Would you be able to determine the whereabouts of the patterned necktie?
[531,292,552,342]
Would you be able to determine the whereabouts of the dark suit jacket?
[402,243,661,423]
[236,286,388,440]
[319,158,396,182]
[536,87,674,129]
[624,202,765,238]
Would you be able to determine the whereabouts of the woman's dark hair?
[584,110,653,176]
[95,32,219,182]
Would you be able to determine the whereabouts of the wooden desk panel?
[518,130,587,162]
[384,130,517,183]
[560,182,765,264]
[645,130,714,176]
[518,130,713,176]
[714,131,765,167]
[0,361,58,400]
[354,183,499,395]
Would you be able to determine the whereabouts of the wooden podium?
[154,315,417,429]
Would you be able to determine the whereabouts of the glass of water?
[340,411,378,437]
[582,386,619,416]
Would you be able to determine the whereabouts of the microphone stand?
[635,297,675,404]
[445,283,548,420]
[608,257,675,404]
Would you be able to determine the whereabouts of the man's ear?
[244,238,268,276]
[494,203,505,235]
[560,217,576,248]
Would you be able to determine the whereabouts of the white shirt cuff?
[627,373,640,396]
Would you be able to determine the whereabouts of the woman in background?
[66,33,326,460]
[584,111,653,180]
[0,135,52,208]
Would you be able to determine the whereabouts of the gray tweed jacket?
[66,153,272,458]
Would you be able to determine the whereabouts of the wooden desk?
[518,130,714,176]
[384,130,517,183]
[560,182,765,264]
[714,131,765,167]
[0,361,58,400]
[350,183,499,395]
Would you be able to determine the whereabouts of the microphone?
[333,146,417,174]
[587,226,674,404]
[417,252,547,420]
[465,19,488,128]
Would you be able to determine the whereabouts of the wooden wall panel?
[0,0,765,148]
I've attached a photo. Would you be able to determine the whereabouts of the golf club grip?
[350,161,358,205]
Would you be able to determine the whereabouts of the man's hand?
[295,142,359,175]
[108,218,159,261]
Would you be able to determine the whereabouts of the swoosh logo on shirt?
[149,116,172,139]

OBJECTIVE -
Rewrite the material above as a JSON list of strings, one string for each line, leaving out any blank lines.

WRITTEN RESPONSE -
[
  "Would you be able to determine the whereabouts of the patterned necktie?",
  "[531,292,552,342]",
  "Would you be able to determine the whereabouts of the dark suit jacket?",
  "[402,243,661,423]",
  "[236,286,388,440]",
  "[319,158,396,182]",
  "[536,87,674,129]",
  "[624,202,765,238]",
  "Would you be able to determine the whereabouts of the woman's dark hair?",
  "[584,110,653,176]",
  "[95,32,219,182]",
  "Would you be able to determine the whereabouts of the wooden desk panel?",
  "[518,130,587,162]",
  "[384,130,517,183]",
  "[560,182,765,264]",
  "[645,130,714,176]",
  "[518,130,713,176]",
  "[714,131,765,167]",
  "[0,361,58,400]",
  "[354,183,499,395]",
  "Would you be able to determine the whereabouts of the wooden podium?",
  "[154,315,417,429]",
  "Would you be able to determine the whereabouts of the glass of water?",
  "[340,411,378,437]",
  "[582,386,619,416]",
  "Would you be able to determine the whereabouts of the microphone stand?",
  "[635,297,675,404]",
  "[445,283,548,420]",
  "[608,257,675,404]",
  "Would you be able to determine the whereabouts of the man's ear?",
  "[244,238,268,276]",
  "[494,203,505,235]",
  "[560,217,576,248]",
  "Would you be able to determine the whereabouts of the white shirt cuff?",
  "[627,373,640,396]",
  "Would you be able to determine the whereabouts of the woman in background?",
  "[66,33,326,460]",
  "[584,111,653,180]",
  "[0,135,52,208]",
  "Would you be able to determine the whereabouts of the gray tweed jacket?",
  "[66,153,272,458]",
  "Would you be able to determine the whereabouts of the wooden desk?",
  "[518,130,714,176]",
  "[384,130,517,183]",
  "[560,182,765,264]",
  "[714,131,765,167]",
  "[0,361,58,400]",
  "[350,183,499,395]",
  "Would you be able to determine the whereabouts of the microphone?",
  "[333,146,417,174]",
  "[587,226,674,404]",
  "[417,252,547,420]",
  "[465,19,488,128]",
  "Would you be able to determine the whereabouts of the wooden wall panel?",
  "[0,0,765,148]",
  "I've attached a photo. Would you be able to determine the whereabouts of the golf club grip?",
  "[350,161,358,205]",
  "Would you be able to determine the whereabouts of the man's hand?",
  "[295,142,359,175]",
  "[108,218,159,261]",
  "Would you be able to determine the whereabouts of the swoosh logo on shirt?",
  "[149,116,172,139]"
]